§ **PROBLÈMES À RÉSOUDRE**
1. Citez mot pour mot le passage du texte sur les soins de santé publics, de "Il faut du leadership" à "au niveau national.".
2. Répondez aux questions suivantes à partir du texte sur les soins de santé publics.
(a) Sur qui les Canadiens comptent-ils pour maintenir et améliorer le système de soins de santé ?
(b) Dans le cadre de quelle approche faut-il du leadership fédéral ?
(c) Quelle approche du gouvernement fédéral, en ce qui a trait aux priorités nationales dans le domaine des soins de santé, suscite des craintes ?

§ **TEXTE FOURNI**
================

Les soins de santé publics tiennent à cœur aux Canadiens, qui comptent sur leurs gouvernements pour maintenir et améliorer ce système. La réussite de cet effort de renouvellement est très importante pour l’ensemble des Canadiens. Au cours de l’examen par le comité, nous avons identifié les inquiétudes clés que voici, et formulé des recommandations dans le but d’y remédier.

Il faut du leadership fédéral dans le cadre d’une approche pancanadienne et complète

Nous craignons que l’approche décentralisée du gouvernement fédéral en ce qui a trait aux priorités nationales dans le domaine des soins de santé n’ait provoqué une perte de vision nationale, ainsi qu’un processus de renouvellement sans direction et sans leadership au niveau national.

================

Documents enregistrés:
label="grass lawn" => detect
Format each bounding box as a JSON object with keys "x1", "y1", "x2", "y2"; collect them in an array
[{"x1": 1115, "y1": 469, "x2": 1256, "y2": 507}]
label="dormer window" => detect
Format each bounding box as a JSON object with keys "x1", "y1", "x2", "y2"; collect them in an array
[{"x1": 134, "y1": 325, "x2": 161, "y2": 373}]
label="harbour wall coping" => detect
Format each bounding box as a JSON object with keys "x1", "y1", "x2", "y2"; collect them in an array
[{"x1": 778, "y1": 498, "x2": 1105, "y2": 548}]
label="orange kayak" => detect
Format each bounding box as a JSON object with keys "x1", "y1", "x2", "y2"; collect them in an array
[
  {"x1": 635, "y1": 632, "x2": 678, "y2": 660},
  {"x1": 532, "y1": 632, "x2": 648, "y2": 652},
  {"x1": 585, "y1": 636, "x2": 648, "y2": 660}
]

================

§ **CORRIGÉ DES EXERCICES**
1.
Il faut du leadership fédéral dans le cadre d’une approche pancanadienne et complète

Nous craignons que l’approche décentralisée du gouvernement fédéral en ce qui a trait aux priorités nationales dans le domaine des soins de santé n’ait provoqué une perte de vision nationale, ainsi qu’un processus de renouvellement sans direction et sans leadership au niveau national.

2.
(a) Sur leurs gouvernements.
(b) Dans le cadre d'une approche pancanadienne et complète.
(c) Son approche décentralisée.